-- START --

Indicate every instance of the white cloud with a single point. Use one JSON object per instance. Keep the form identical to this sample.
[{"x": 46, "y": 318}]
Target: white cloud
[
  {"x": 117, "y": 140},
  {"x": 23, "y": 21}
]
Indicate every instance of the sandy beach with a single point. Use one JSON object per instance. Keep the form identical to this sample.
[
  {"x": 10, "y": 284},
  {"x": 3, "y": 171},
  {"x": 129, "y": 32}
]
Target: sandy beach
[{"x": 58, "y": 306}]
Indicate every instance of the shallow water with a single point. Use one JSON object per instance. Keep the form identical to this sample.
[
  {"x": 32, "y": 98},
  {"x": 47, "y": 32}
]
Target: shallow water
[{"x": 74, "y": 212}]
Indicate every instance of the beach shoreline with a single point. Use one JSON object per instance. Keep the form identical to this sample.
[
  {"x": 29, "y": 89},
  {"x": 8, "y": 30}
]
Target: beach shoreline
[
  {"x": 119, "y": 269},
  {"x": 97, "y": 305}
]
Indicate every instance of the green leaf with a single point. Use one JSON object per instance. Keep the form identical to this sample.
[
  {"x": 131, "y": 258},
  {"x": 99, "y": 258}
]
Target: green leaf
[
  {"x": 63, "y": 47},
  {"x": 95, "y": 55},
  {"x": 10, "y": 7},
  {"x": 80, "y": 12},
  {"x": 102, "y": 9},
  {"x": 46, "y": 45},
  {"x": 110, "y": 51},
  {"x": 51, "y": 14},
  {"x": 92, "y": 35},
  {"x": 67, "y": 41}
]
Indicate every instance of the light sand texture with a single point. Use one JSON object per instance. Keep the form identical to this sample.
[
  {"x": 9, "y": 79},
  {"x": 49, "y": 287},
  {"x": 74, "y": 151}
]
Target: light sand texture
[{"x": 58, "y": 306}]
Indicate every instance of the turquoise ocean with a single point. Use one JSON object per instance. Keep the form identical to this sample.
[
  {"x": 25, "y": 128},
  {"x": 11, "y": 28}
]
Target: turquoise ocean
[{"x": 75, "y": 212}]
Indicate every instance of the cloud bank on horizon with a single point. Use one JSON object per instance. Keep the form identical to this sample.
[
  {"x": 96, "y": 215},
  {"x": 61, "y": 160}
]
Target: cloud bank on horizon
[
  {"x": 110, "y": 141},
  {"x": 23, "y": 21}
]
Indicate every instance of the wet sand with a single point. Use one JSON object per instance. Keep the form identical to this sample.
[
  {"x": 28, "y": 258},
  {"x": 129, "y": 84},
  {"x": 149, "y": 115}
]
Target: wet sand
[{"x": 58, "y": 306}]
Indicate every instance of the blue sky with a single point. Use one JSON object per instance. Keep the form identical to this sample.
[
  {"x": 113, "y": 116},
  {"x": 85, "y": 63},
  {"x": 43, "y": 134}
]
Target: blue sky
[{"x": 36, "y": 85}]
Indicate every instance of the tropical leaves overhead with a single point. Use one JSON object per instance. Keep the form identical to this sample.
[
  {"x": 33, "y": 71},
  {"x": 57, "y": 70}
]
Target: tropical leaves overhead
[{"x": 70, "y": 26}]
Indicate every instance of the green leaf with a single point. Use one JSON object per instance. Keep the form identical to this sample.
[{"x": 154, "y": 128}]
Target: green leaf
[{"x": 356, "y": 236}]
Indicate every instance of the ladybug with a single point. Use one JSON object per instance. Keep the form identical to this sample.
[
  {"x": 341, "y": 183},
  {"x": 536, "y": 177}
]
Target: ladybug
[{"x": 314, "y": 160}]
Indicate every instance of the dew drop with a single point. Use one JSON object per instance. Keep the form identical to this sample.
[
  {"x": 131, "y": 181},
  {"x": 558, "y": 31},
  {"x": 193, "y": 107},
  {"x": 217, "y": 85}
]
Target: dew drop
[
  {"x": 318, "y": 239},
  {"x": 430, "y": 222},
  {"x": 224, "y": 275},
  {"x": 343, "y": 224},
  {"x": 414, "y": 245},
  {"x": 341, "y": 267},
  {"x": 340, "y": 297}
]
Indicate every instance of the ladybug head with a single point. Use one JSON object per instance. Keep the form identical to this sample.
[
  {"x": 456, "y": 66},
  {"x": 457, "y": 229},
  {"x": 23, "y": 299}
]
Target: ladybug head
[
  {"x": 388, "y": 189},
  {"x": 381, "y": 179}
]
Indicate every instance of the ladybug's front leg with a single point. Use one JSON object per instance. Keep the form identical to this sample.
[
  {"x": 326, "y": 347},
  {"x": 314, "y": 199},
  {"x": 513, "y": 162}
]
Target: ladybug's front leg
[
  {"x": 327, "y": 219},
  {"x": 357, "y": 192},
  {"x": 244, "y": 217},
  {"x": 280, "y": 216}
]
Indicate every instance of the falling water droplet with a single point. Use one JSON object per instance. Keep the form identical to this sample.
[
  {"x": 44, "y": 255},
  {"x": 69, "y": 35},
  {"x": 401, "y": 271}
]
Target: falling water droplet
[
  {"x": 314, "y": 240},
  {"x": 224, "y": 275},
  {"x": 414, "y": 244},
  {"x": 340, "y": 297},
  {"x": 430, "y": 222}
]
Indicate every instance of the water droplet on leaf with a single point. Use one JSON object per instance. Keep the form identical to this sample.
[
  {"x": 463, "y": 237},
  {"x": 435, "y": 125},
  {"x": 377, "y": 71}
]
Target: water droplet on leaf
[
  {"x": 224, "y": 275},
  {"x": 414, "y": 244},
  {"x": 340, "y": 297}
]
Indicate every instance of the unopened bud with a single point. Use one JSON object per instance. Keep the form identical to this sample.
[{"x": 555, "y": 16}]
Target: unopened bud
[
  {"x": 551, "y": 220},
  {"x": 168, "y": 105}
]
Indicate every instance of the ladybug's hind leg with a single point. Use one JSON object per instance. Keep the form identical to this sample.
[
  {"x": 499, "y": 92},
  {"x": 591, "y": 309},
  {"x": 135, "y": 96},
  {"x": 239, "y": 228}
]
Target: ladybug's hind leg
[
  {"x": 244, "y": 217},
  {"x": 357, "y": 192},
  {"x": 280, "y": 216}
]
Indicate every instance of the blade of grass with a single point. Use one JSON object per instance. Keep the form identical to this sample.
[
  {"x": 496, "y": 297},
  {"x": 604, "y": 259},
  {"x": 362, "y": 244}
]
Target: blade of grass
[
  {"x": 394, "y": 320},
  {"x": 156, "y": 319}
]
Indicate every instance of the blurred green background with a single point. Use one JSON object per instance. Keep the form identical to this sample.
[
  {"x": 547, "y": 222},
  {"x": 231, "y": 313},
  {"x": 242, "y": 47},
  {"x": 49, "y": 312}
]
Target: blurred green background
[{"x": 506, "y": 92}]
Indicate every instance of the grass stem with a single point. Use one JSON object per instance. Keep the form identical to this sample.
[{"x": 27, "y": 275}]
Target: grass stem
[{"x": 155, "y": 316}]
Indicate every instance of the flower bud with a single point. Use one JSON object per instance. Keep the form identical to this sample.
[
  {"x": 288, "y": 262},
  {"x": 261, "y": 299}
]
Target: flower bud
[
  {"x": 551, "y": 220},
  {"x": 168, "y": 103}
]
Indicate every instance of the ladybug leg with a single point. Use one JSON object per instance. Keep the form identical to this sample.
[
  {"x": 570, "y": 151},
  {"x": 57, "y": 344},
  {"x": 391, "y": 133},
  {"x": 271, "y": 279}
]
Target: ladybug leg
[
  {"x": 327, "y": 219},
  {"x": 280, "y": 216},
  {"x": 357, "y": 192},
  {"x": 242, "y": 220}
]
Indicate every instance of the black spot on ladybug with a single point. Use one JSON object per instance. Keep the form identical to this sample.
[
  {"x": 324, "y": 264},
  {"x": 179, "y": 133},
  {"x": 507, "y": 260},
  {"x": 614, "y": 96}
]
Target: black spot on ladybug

-- END --

Take the listing above and write it out again exactly.

The reply
Indicate every instance of the white cloud with a single point. Use one JSON object per instance. Keep the form identical to this sample.
[{"x": 46, "y": 318}]
Target: white cloud
[
  {"x": 117, "y": 140},
  {"x": 23, "y": 21}
]
Indicate every instance of the sandy beach with a single point. Use one JSON object per instance. Keep the form identical to this sample.
[
  {"x": 10, "y": 284},
  {"x": 3, "y": 171},
  {"x": 129, "y": 32}
]
Target: sandy beach
[{"x": 58, "y": 306}]
Indicate every instance of the shallow water with a single point. Use one JSON object per instance. Keep the form identical to this sample.
[
  {"x": 32, "y": 98},
  {"x": 47, "y": 32}
]
Target: shallow water
[{"x": 74, "y": 212}]
Indicate every instance of the beach shoreline with a single point. Use one JSON object per instance. Keep the form identical to this sample.
[
  {"x": 29, "y": 89},
  {"x": 8, "y": 30}
]
Target: beach shoreline
[
  {"x": 119, "y": 269},
  {"x": 97, "y": 305}
]
Indicate every instance of the green leaf with a single point. Use one JSON object per instance. Keep the form identical to this sample.
[
  {"x": 131, "y": 258},
  {"x": 99, "y": 258}
]
Target: green leaf
[
  {"x": 63, "y": 47},
  {"x": 95, "y": 55},
  {"x": 10, "y": 7},
  {"x": 80, "y": 12},
  {"x": 102, "y": 9},
  {"x": 46, "y": 45},
  {"x": 110, "y": 51},
  {"x": 51, "y": 14},
  {"x": 92, "y": 35},
  {"x": 67, "y": 41}
]
Indicate every instance of the light sand texture with a single point. Use one JSON object per instance. Keep the form identical to this sample.
[
  {"x": 9, "y": 79},
  {"x": 49, "y": 287},
  {"x": 74, "y": 151}
]
Target: light sand texture
[{"x": 58, "y": 306}]
Indicate every instance of the turquoise ocean with a single point. Use one JSON object per instance. Keep the form identical to this sample.
[
  {"x": 25, "y": 128},
  {"x": 11, "y": 28}
]
Target: turquoise ocean
[{"x": 75, "y": 212}]
Indicate every instance of the cloud bank on horizon with a single point. Use one JSON object per instance. Keep the form identical to this sample.
[
  {"x": 96, "y": 215},
  {"x": 61, "y": 160}
]
Target: cloud bank on horizon
[
  {"x": 110, "y": 141},
  {"x": 23, "y": 21}
]
Indicate every instance of the wet sand with a single point. Use one JSON object per instance. Keep the form identical to this sample.
[
  {"x": 28, "y": 258},
  {"x": 129, "y": 84},
  {"x": 149, "y": 115}
]
Target: wet sand
[{"x": 58, "y": 306}]
Indicate every instance of the blue sky with a single point. Use one JSON object per instance. Keep the form identical to this sample.
[
  {"x": 113, "y": 116},
  {"x": 85, "y": 63},
  {"x": 43, "y": 134}
]
Target: blue sky
[{"x": 36, "y": 85}]
Indicate every instance of the tropical leaves overhead with a single point. Use one JSON object per instance. Keep the form identical to this sample.
[
  {"x": 33, "y": 71},
  {"x": 57, "y": 70}
]
Target: tropical leaves overhead
[{"x": 70, "y": 26}]
Indicate every instance of the green leaf with a single point. Use one JSON object per instance. Keep the form identical to this sample.
[{"x": 154, "y": 128}]
Target: green leaf
[{"x": 356, "y": 236}]
Indicate every instance of the ladybug with a single point. Use one JSON object per instance. Keep the form identical to this sample.
[
  {"x": 341, "y": 183},
  {"x": 536, "y": 177}
]
Target: ladybug
[{"x": 314, "y": 160}]
Indicate every instance of the dew drop with a single point. Use one JSON object per instance. Keep the form identical to this sample.
[
  {"x": 131, "y": 181},
  {"x": 558, "y": 31},
  {"x": 193, "y": 107},
  {"x": 217, "y": 85}
]
Target: dew drop
[
  {"x": 318, "y": 239},
  {"x": 430, "y": 222},
  {"x": 224, "y": 275},
  {"x": 343, "y": 224},
  {"x": 414, "y": 245},
  {"x": 341, "y": 267},
  {"x": 340, "y": 297}
]
Indicate every instance of the ladybug head with a single point. Use one JSON object per instance. Keep the form identical to this sample.
[
  {"x": 456, "y": 66},
  {"x": 457, "y": 229},
  {"x": 23, "y": 299}
]
Target: ladybug head
[
  {"x": 388, "y": 189},
  {"x": 381, "y": 179}
]
Indicate every instance of the ladybug's front leg with a single point. Use one JSON object per instance. Keep the form identical to this sample.
[
  {"x": 326, "y": 347},
  {"x": 314, "y": 199},
  {"x": 513, "y": 162}
]
Target: ladybug's front leg
[
  {"x": 327, "y": 219},
  {"x": 357, "y": 192},
  {"x": 244, "y": 217},
  {"x": 280, "y": 216}
]
Indicate every instance of the falling water droplet with a single point. Use one JSON object per instance. Keep the form identical to this sample.
[
  {"x": 44, "y": 255},
  {"x": 69, "y": 35},
  {"x": 401, "y": 271}
]
Target: falling water droplet
[
  {"x": 314, "y": 240},
  {"x": 224, "y": 275},
  {"x": 414, "y": 244},
  {"x": 340, "y": 297},
  {"x": 430, "y": 222}
]
Indicate every instance of the water droplet on leaf with a single point. Use one JSON object per instance. Keep the form identical to this sample.
[
  {"x": 463, "y": 237},
  {"x": 435, "y": 125},
  {"x": 377, "y": 71}
]
Target: water droplet on leaf
[
  {"x": 224, "y": 275},
  {"x": 414, "y": 244},
  {"x": 340, "y": 297}
]
Indicate every instance of the unopened bud with a single point. Use one JSON object per instance. Keep the form identical to this sample.
[{"x": 555, "y": 16}]
Target: unopened bud
[
  {"x": 551, "y": 220},
  {"x": 168, "y": 105}
]
Indicate every instance of the ladybug's hind leg with a single point. Use one JSON object per instance. Keep the form identical to this sample.
[
  {"x": 499, "y": 92},
  {"x": 591, "y": 309},
  {"x": 135, "y": 96},
  {"x": 239, "y": 228}
]
Target: ladybug's hind leg
[
  {"x": 244, "y": 217},
  {"x": 357, "y": 192},
  {"x": 280, "y": 216}
]
Indicate every instance of the blade of grass with a single point. Use one JSON object per instance. Keep the form identical to this sample.
[
  {"x": 496, "y": 297},
  {"x": 604, "y": 259},
  {"x": 362, "y": 244}
]
Target: blade of grass
[
  {"x": 394, "y": 320},
  {"x": 156, "y": 319}
]
Indicate every instance of the blurred green background with a single point. Use one JSON object per instance. Keep the form identical to this sample.
[
  {"x": 547, "y": 222},
  {"x": 231, "y": 313},
  {"x": 242, "y": 47},
  {"x": 49, "y": 312}
]
Target: blurred green background
[{"x": 506, "y": 92}]
Indicate every instance of the grass stem with a single point. Use one JSON object per instance. Keep the form identical to this sample.
[{"x": 27, "y": 275}]
Target: grass stem
[{"x": 155, "y": 316}]
Indicate every instance of the flower bud with a single point. Use one JSON object per instance. Keep the form identical to this sample.
[
  {"x": 288, "y": 262},
  {"x": 261, "y": 299}
]
Target: flower bud
[
  {"x": 551, "y": 220},
  {"x": 168, "y": 103}
]
Indicate every instance of the ladybug leg with a single point. Use one JSON object per instance. Keep the form identical to this sample.
[
  {"x": 570, "y": 151},
  {"x": 57, "y": 344},
  {"x": 391, "y": 133},
  {"x": 271, "y": 279}
]
Target: ladybug leg
[
  {"x": 327, "y": 219},
  {"x": 280, "y": 216},
  {"x": 357, "y": 192},
  {"x": 242, "y": 220}
]
Indicate every instance of the black spot on ladybug with a single point. Use one JSON object per instance. Keep the form identical to this sample.
[
  {"x": 324, "y": 264},
  {"x": 179, "y": 133},
  {"x": 507, "y": 260},
  {"x": 614, "y": 96}
]
Target: black spot on ladybug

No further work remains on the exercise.